═════ DATASET EXCERPTS

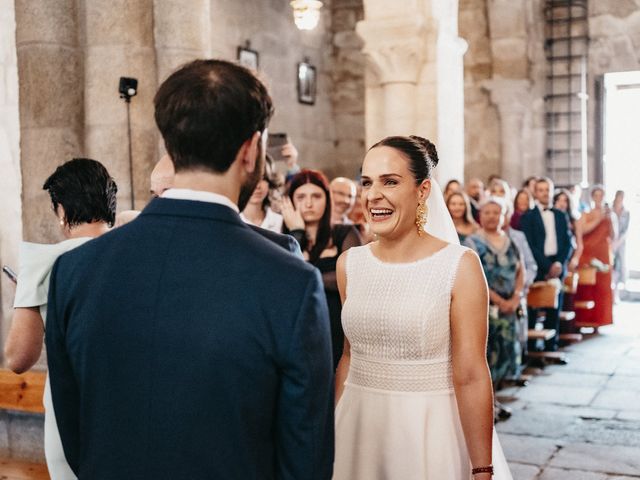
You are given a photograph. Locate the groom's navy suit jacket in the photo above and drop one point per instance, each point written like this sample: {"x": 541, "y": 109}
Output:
{"x": 532, "y": 226}
{"x": 184, "y": 345}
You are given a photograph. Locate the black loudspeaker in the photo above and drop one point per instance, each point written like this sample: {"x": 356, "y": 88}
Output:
{"x": 128, "y": 87}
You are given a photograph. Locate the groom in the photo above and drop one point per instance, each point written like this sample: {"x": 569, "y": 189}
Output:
{"x": 184, "y": 345}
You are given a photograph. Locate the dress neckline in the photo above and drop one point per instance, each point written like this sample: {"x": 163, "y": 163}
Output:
{"x": 406, "y": 264}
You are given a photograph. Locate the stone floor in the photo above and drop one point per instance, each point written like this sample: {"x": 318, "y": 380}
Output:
{"x": 581, "y": 421}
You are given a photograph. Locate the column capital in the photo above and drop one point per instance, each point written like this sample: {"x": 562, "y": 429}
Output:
{"x": 395, "y": 47}
{"x": 510, "y": 96}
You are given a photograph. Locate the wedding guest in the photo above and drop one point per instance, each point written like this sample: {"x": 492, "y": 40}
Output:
{"x": 307, "y": 216}
{"x": 460, "y": 210}
{"x": 530, "y": 185}
{"x": 343, "y": 198}
{"x": 620, "y": 243}
{"x": 522, "y": 203}
{"x": 548, "y": 234}
{"x": 598, "y": 236}
{"x": 258, "y": 211}
{"x": 452, "y": 185}
{"x": 564, "y": 202}
{"x": 504, "y": 269}
{"x": 413, "y": 389}
{"x": 500, "y": 188}
{"x": 83, "y": 197}
{"x": 474, "y": 190}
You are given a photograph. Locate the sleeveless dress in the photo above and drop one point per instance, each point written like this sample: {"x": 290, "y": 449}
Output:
{"x": 398, "y": 418}
{"x": 36, "y": 262}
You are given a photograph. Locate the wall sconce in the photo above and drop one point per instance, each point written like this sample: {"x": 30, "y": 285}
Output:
{"x": 306, "y": 13}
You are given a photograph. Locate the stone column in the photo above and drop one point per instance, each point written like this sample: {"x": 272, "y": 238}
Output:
{"x": 50, "y": 92}
{"x": 10, "y": 178}
{"x": 181, "y": 34}
{"x": 512, "y": 99}
{"x": 120, "y": 43}
{"x": 395, "y": 48}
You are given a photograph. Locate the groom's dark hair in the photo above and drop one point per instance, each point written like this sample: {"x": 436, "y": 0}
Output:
{"x": 206, "y": 110}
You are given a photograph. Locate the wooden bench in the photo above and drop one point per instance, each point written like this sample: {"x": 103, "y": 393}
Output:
{"x": 22, "y": 392}
{"x": 585, "y": 304}
{"x": 548, "y": 357}
{"x": 567, "y": 316}
{"x": 18, "y": 470}
{"x": 543, "y": 334}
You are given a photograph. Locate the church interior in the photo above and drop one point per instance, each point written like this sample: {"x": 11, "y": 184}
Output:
{"x": 510, "y": 89}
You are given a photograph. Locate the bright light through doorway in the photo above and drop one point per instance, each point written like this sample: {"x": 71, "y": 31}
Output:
{"x": 622, "y": 152}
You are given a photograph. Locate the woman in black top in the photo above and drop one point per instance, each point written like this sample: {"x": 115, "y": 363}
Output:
{"x": 307, "y": 216}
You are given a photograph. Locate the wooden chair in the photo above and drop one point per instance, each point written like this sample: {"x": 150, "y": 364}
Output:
{"x": 22, "y": 393}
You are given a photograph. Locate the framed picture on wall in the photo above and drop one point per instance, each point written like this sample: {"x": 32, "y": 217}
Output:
{"x": 307, "y": 79}
{"x": 248, "y": 58}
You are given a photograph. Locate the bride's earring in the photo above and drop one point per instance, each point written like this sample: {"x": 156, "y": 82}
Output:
{"x": 421, "y": 217}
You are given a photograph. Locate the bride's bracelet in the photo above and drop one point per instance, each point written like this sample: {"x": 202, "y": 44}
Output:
{"x": 487, "y": 469}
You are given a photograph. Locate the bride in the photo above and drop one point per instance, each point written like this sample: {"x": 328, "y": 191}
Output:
{"x": 413, "y": 390}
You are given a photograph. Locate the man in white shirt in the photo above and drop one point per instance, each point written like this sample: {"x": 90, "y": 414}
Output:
{"x": 343, "y": 198}
{"x": 548, "y": 235}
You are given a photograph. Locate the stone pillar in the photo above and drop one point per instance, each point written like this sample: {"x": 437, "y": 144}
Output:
{"x": 120, "y": 43}
{"x": 181, "y": 34}
{"x": 415, "y": 76}
{"x": 10, "y": 178}
{"x": 395, "y": 48}
{"x": 512, "y": 99}
{"x": 50, "y": 93}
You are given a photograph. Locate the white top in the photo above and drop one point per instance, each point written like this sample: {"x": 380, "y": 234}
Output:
{"x": 550, "y": 239}
{"x": 396, "y": 317}
{"x": 272, "y": 221}
{"x": 200, "y": 196}
{"x": 36, "y": 262}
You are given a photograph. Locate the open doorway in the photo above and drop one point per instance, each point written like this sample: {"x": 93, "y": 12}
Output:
{"x": 621, "y": 158}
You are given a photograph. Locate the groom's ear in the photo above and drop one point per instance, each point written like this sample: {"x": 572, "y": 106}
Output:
{"x": 249, "y": 152}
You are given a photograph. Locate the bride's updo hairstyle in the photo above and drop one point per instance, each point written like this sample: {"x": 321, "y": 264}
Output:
{"x": 420, "y": 153}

══════════

▸ **GIVEN TASK**
Edit all of the rows above so that "drop one point per instance" becomes "mark each instance with one point" and nothing else changes. Leave the pictures out of your answer.

▸ **EXPECTED ANSWER**
You are given a photograph. Locate the groom's navy suit jacket in the photo above and mark each instance with one point, each point written like this sample: {"x": 541, "y": 109}
Output:
{"x": 532, "y": 226}
{"x": 184, "y": 345}
You are given a photograph. Locate the black loudspeaker in the photo above and mark each instance with one point, each point written like this sample: {"x": 356, "y": 88}
Output:
{"x": 128, "y": 87}
You are given a photograph. Locate the groom in the photo above and mark each instance with one point, each point written like this sample: {"x": 569, "y": 189}
Output:
{"x": 184, "y": 345}
You are given a photograph. Locate the dress neckline in the photo above and mark each instance with one point, each point written like this sample: {"x": 163, "y": 163}
Output:
{"x": 406, "y": 264}
You are given a photograph. Locate the stone floor in the photo above and mark each instance with one point, each point written like this sample: {"x": 318, "y": 380}
Output:
{"x": 581, "y": 421}
You are given a photograph. Locate the column capital in the photo above and mark each instance with one point, each point written like this sample: {"x": 562, "y": 429}
Output:
{"x": 395, "y": 47}
{"x": 510, "y": 96}
You are given a photograph. Locate the wedding guest in the photo above and mark each instance with one point, each point written like this sample: {"x": 492, "y": 40}
Output:
{"x": 307, "y": 216}
{"x": 460, "y": 210}
{"x": 530, "y": 185}
{"x": 343, "y": 198}
{"x": 620, "y": 243}
{"x": 522, "y": 203}
{"x": 548, "y": 234}
{"x": 598, "y": 236}
{"x": 258, "y": 211}
{"x": 452, "y": 185}
{"x": 564, "y": 202}
{"x": 504, "y": 269}
{"x": 413, "y": 389}
{"x": 500, "y": 188}
{"x": 83, "y": 197}
{"x": 474, "y": 190}
You are given a photograph. Locate the sleeveless dress in the photo above and mark each instance with one point, each point written like this sample: {"x": 290, "y": 449}
Output:
{"x": 398, "y": 418}
{"x": 36, "y": 262}
You are given a photograph. Locate the wall sconce in the photo above and mark each instance with one point, each point written like this sample: {"x": 30, "y": 285}
Output:
{"x": 306, "y": 13}
You are given a photograph. Locate the stone column in the photo above and mark each instance with one point, each point written like this sample: {"x": 272, "y": 238}
Output:
{"x": 50, "y": 92}
{"x": 10, "y": 178}
{"x": 181, "y": 34}
{"x": 512, "y": 99}
{"x": 120, "y": 43}
{"x": 395, "y": 48}
You are given a photograph. Locate the groom's dark hair in the photo above and mark each instance with one point, each point written like this sample: {"x": 436, "y": 0}
Output:
{"x": 206, "y": 110}
You are given a photograph. Locate the wooden bench in the photo above and mark each instance with one point, each point written like this sample: {"x": 103, "y": 393}
Output:
{"x": 22, "y": 392}
{"x": 585, "y": 304}
{"x": 548, "y": 357}
{"x": 567, "y": 316}
{"x": 18, "y": 470}
{"x": 543, "y": 334}
You are given a photograph. Locate the church interior in the photo above and mark each instance with one point, each point written like this sample: {"x": 11, "y": 184}
Output:
{"x": 510, "y": 89}
You are given a photograph. Locate the bright light through doorway in the photo above and mark each instance with one point, each point written like this sample: {"x": 71, "y": 31}
Output:
{"x": 622, "y": 152}
You are given a photograph. Locate the woman in black top in the photo above and mark each instance with one point, each point written like this sample: {"x": 115, "y": 363}
Output:
{"x": 307, "y": 216}
You are given a photograph. Locate the wooden chair in the photo above and mark each instance with one point, each point written like this sample: {"x": 150, "y": 364}
Output:
{"x": 22, "y": 393}
You are given a photograph. Locate the framed picture on wall in the photo above and mark each instance with one point, each point written like this sample: {"x": 32, "y": 217}
Output:
{"x": 307, "y": 79}
{"x": 248, "y": 58}
You are given a photograph. Locate the bride's earring in the photo above and mark each instance with one point, each point written like this sample: {"x": 156, "y": 82}
Output:
{"x": 421, "y": 217}
You are given a photograph. Locate the bride's bracelet in the photo above and mark each instance with one point, each point written like this sample: {"x": 202, "y": 44}
Output:
{"x": 487, "y": 469}
You are given a photograph. Locate the bride in the photo above and mark each instance with one point, each point written like this sample: {"x": 328, "y": 191}
Output:
{"x": 413, "y": 390}
You are given a photograph. Locate the man in white shirt in the photo above and mark each instance with one point, each point written like this sample: {"x": 90, "y": 414}
Output:
{"x": 343, "y": 198}
{"x": 548, "y": 235}
You are given a photograph. Locate the stone pillar in the photo above and mark each instance with one point, each point written like this sample: {"x": 437, "y": 144}
Output:
{"x": 120, "y": 43}
{"x": 181, "y": 34}
{"x": 415, "y": 76}
{"x": 10, "y": 178}
{"x": 395, "y": 48}
{"x": 512, "y": 99}
{"x": 50, "y": 93}
You are given a photograph. Locate the white top in the photo above and mark each instance with one point, each point written like this sample: {"x": 380, "y": 234}
Output:
{"x": 550, "y": 239}
{"x": 396, "y": 317}
{"x": 272, "y": 221}
{"x": 200, "y": 196}
{"x": 36, "y": 262}
You are given a photograph. Locate the open doorway in the photo above and mark each instance with one point, each point written like this sample: {"x": 93, "y": 12}
Output:
{"x": 621, "y": 158}
You are given a photograph. Locate the groom's ear in the photo above and mark each instance with one point, each point written like this sample: {"x": 572, "y": 106}
Output:
{"x": 249, "y": 152}
You are given a photograph. Locate the bride's updo hairstyle in the photo above and mark each instance with one point, each point written like this sample: {"x": 321, "y": 264}
Output:
{"x": 420, "y": 153}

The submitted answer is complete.